> Task goal
Every entry is to be written out word for word.

[Segmentation mask data]
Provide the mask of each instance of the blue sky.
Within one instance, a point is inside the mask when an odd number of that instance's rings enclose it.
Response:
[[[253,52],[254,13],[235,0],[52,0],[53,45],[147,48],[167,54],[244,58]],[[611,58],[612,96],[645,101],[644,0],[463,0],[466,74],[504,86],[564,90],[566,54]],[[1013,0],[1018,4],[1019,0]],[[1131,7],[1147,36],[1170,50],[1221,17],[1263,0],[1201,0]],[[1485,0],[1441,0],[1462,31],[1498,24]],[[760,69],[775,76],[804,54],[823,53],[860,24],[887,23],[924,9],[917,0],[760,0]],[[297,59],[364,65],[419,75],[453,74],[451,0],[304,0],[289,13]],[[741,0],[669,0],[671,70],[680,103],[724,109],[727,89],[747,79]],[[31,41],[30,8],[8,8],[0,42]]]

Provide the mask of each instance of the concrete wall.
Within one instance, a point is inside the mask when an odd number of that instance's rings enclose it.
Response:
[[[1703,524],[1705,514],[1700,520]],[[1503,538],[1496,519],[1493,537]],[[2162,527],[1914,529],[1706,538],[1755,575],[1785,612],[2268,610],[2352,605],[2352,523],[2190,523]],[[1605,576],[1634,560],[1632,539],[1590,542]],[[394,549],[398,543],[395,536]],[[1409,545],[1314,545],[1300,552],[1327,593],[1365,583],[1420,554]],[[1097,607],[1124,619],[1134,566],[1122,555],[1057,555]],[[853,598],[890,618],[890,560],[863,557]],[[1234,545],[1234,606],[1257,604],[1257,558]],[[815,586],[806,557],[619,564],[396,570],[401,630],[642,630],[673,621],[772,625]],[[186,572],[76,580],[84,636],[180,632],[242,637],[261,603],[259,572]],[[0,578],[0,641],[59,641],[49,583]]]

> Task output
Provide the mask of each instance of the blue sky.
Within one instance, a point is inside the mask when an odd number of that instance's rings enclose it.
Response:
[[[253,52],[254,13],[235,0],[52,0],[53,45],[147,48],[167,54],[244,58]],[[611,58],[612,96],[645,101],[644,0],[463,0],[466,74],[504,86],[564,90],[566,54]],[[1013,0],[1018,4],[1019,0]],[[1131,7],[1147,36],[1170,50],[1221,17],[1263,0],[1201,0]],[[1485,0],[1441,0],[1462,31],[1498,24]],[[760,69],[775,76],[804,54],[823,53],[860,24],[887,23],[924,9],[917,0],[760,0]],[[297,59],[364,65],[419,75],[453,74],[451,0],[304,0],[289,13]],[[741,0],[669,0],[671,70],[680,103],[724,109],[727,89],[747,79]],[[31,41],[30,8],[8,8],[0,42]]]

Provide the mask of each instance of the concrete wall.
Within one instance, a point is inside the mask when an odd number of that instance's rings enclose it.
Response:
[[[1703,524],[1705,514],[1700,520]],[[1503,538],[1496,519],[1493,537]],[[2162,527],[1914,529],[1706,538],[1755,575],[1785,612],[2268,610],[2352,605],[2352,523],[2190,523]],[[1605,576],[1634,560],[1632,539],[1590,542]],[[394,549],[398,543],[395,536]],[[1409,545],[1314,545],[1300,552],[1327,593],[1365,583],[1420,554]],[[1097,607],[1124,619],[1134,566],[1122,555],[1057,555]],[[853,598],[890,618],[890,560],[863,557]],[[1234,545],[1234,606],[1257,604],[1257,558]],[[815,586],[806,557],[619,564],[396,570],[401,630],[642,630],[673,621],[772,625]],[[186,572],[76,580],[84,636],[180,632],[242,637],[261,603],[259,572]],[[0,578],[0,641],[59,641],[49,583]]]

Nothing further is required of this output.